**** Task inputs ****

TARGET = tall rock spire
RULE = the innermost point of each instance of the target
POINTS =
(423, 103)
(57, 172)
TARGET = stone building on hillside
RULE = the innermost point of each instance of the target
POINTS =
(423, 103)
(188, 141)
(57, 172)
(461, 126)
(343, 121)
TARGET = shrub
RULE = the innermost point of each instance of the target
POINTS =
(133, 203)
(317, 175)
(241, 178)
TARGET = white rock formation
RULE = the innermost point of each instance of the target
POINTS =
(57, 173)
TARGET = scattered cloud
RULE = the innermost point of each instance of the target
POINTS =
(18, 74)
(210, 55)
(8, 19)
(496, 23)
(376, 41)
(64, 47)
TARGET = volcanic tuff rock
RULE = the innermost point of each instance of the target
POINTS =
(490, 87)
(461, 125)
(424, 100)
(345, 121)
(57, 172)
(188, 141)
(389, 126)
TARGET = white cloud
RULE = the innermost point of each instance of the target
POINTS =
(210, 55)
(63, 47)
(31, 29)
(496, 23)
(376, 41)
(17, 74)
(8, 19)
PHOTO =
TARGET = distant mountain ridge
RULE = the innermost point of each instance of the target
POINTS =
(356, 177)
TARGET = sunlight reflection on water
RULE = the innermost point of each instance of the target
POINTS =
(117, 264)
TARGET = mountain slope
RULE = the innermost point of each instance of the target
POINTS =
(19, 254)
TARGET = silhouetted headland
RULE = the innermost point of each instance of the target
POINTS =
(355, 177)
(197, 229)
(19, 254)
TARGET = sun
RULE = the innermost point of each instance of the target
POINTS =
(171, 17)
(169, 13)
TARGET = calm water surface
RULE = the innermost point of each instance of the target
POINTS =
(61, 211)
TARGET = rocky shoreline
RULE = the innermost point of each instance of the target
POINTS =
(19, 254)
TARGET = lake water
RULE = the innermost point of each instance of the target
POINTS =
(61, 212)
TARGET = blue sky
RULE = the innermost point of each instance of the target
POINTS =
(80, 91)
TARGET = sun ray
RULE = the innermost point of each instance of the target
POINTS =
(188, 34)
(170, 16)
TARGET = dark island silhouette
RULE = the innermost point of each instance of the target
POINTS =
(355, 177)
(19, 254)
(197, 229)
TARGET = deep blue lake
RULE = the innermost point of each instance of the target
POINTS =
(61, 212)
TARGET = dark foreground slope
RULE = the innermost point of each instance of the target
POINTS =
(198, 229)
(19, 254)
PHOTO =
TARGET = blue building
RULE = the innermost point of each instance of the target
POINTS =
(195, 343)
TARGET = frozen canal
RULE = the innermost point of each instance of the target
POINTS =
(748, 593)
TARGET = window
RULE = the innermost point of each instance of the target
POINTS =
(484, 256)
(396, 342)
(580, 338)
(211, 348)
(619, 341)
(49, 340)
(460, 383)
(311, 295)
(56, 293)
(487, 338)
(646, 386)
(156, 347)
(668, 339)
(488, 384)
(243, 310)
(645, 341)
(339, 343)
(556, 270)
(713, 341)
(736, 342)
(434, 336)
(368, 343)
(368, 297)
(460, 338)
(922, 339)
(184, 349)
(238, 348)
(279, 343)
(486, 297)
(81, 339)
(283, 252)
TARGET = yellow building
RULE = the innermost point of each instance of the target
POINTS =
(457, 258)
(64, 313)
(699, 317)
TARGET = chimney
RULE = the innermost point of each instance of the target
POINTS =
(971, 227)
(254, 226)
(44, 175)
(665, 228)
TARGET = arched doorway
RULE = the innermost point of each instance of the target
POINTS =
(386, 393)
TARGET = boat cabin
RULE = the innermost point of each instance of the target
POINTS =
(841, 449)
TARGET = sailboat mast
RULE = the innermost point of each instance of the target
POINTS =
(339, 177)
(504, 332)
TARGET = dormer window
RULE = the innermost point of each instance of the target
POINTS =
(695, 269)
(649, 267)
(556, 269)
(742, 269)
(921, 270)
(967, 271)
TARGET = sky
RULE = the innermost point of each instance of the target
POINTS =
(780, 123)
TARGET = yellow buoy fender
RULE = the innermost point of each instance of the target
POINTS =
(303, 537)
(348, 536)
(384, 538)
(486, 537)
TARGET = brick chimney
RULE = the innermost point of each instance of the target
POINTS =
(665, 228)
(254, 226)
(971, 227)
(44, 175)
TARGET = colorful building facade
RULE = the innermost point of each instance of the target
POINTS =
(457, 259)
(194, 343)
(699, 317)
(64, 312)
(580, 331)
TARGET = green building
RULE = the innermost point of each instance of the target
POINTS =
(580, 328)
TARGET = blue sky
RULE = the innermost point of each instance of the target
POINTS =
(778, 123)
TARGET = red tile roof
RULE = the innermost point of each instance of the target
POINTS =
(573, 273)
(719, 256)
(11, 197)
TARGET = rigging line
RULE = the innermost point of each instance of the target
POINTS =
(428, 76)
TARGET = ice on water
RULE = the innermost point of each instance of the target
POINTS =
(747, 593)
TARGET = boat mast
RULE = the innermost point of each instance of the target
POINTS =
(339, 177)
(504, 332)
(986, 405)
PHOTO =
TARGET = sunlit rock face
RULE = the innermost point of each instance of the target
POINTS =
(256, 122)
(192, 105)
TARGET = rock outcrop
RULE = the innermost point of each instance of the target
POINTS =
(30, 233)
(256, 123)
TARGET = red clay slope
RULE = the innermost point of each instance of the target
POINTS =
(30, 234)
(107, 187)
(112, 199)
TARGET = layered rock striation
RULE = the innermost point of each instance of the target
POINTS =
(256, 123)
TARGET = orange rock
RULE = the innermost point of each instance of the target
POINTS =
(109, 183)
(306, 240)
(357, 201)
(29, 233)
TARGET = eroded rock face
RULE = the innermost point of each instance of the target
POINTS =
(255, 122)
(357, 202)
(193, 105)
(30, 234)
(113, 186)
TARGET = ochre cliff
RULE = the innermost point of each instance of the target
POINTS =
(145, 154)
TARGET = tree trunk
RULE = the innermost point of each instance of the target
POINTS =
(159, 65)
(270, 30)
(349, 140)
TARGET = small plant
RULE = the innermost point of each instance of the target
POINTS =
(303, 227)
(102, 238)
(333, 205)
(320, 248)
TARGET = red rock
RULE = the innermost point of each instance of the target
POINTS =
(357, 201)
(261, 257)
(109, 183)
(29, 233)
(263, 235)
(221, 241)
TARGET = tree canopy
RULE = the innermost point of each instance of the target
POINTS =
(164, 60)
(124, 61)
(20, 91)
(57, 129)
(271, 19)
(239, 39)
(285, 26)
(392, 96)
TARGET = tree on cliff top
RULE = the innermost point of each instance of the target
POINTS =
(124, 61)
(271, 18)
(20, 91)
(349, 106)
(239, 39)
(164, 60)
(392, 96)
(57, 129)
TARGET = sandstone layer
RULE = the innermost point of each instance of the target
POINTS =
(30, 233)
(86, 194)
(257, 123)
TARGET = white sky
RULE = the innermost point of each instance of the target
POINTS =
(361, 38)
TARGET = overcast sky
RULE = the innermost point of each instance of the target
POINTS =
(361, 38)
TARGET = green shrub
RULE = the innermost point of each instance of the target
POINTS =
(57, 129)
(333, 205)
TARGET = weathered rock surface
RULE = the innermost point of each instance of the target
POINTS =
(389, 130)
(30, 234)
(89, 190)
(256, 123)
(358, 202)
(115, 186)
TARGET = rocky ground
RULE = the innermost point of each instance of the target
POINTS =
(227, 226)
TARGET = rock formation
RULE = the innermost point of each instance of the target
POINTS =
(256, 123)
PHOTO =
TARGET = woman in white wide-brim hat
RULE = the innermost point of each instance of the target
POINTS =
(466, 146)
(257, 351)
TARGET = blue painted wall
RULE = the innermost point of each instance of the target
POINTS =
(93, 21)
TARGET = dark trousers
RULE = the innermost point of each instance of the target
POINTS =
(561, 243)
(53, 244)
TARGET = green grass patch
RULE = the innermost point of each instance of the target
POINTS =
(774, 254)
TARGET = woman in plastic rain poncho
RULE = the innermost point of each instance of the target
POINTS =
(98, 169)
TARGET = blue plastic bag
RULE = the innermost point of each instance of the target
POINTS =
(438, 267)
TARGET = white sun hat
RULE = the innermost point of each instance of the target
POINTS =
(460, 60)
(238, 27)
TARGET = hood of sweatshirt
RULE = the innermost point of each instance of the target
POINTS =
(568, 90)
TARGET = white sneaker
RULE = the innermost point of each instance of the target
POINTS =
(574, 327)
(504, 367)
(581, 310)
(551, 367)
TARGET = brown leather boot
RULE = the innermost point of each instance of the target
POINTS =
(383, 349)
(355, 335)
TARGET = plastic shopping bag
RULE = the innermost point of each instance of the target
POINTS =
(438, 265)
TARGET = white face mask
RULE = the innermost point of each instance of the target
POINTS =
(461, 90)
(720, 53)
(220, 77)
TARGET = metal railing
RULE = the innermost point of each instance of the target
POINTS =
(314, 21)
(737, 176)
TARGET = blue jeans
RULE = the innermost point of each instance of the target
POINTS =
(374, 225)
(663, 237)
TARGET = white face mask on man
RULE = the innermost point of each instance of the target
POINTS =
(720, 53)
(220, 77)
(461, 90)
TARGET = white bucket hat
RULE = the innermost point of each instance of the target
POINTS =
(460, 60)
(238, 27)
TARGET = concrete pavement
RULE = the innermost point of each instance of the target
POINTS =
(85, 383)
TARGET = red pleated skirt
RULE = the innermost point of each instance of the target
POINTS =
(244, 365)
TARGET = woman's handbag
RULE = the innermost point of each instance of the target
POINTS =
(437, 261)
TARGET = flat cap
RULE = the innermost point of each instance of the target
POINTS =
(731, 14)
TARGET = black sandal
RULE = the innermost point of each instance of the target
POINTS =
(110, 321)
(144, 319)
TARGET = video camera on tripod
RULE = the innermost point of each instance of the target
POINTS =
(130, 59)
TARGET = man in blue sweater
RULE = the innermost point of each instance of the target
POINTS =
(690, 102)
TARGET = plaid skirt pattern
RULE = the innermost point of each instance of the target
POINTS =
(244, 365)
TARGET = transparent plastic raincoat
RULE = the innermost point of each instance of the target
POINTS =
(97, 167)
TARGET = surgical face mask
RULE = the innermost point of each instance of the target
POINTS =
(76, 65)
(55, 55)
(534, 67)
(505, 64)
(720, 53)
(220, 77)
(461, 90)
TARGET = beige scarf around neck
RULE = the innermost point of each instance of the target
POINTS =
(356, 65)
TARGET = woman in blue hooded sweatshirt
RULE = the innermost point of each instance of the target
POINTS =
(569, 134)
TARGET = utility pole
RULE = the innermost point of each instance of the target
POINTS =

****

• _What you have to do_
All lines holding the word "window" must be copied from the data.

• _Solution to this problem_
TARGET = window
TARGET = dormer window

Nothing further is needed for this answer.